* _PROBLEM_
The expected output is the full set of entries, retyped verbatim, pictures excluded.

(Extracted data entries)
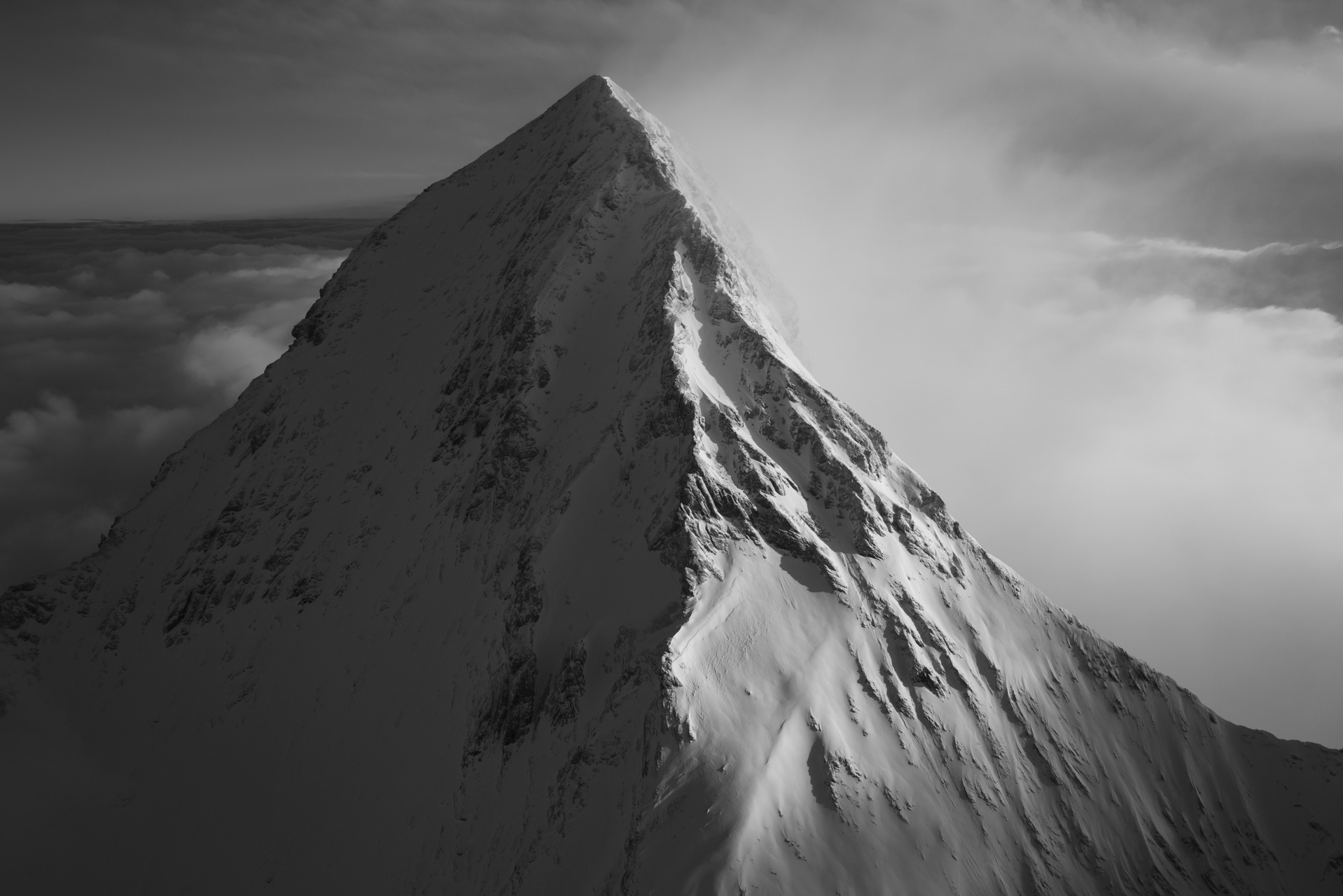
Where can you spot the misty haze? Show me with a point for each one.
(554, 527)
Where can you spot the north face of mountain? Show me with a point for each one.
(539, 564)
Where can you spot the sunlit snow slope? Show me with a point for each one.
(539, 564)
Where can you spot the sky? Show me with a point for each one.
(1081, 261)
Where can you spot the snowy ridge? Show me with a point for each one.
(540, 564)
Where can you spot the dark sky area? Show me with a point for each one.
(1081, 261)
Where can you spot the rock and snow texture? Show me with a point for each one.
(539, 564)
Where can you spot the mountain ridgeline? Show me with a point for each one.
(540, 564)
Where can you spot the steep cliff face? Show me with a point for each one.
(540, 564)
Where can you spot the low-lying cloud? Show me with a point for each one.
(117, 343)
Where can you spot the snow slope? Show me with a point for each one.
(539, 564)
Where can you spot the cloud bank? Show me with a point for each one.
(117, 343)
(1078, 258)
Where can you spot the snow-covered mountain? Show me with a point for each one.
(540, 564)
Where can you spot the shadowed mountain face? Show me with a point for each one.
(540, 564)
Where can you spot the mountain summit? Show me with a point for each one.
(540, 564)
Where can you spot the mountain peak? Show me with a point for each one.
(540, 548)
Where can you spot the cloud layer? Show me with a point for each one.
(1079, 258)
(117, 343)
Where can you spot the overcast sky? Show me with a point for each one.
(1079, 261)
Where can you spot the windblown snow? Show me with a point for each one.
(540, 564)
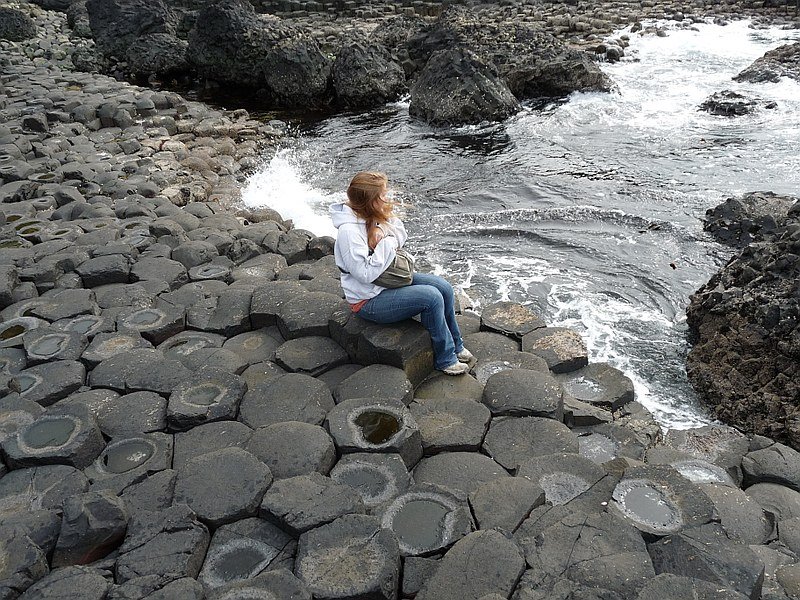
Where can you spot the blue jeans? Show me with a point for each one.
(432, 298)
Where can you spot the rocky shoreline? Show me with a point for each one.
(189, 410)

* _TASK RESPONSE_
Where can you spot the misty haze? Show me with a point for each one.
(554, 527)
Where can you spot the north face of mountain? Show me with a point for each one.
(539, 564)
Where can you spot the sunlit snow slope? Show me with a point for each one.
(539, 564)
Where can you spot the sky? Show me with a point for each one.
(1081, 261)
Where can you spot the snowy ridge? Show me with a point for each one.
(540, 564)
Where can you spot the dark sky area? Show me with a point for each one.
(1081, 261)
Where can you spot the rock and snow texture? Show me with a point for each one.
(539, 564)
Where can you spot the mountain ridgeline? Show me with a point for each one.
(540, 564)
Where can you spot the steep cliff face? Show me with a point for each one.
(540, 564)
Where can you spot the low-lying cloud? Show me with a point for each one.
(117, 343)
Where can you spot the snow slope? Show me with a point for each one.
(539, 564)
Where can you spot the cloud bank? Show me with a point for each one.
(117, 343)
(1078, 258)
Where can you spot the snow-covered mountain? Show me with a point for each one.
(540, 564)
Where can you spot the shadowed mountain face? Show me with a point for each one.
(540, 564)
Where can you spot the mountain summit? Show me with a point for each one.
(540, 564)
Where can you spot the mountain peak? Show me with a point for each one.
(540, 548)
Where can you spot the cloud layer? Show me with a point for each one.
(1079, 258)
(117, 343)
Where can you spot the overcast sky? Show me with a point for each one.
(1079, 261)
Where can you spot the windblown snow? Show me with a point for each one.
(540, 564)
Where can you spot the blue jeans? Show me with a point for each one.
(432, 298)
Where can you spot the rocky shoreline? Show me with a point for each one.
(189, 410)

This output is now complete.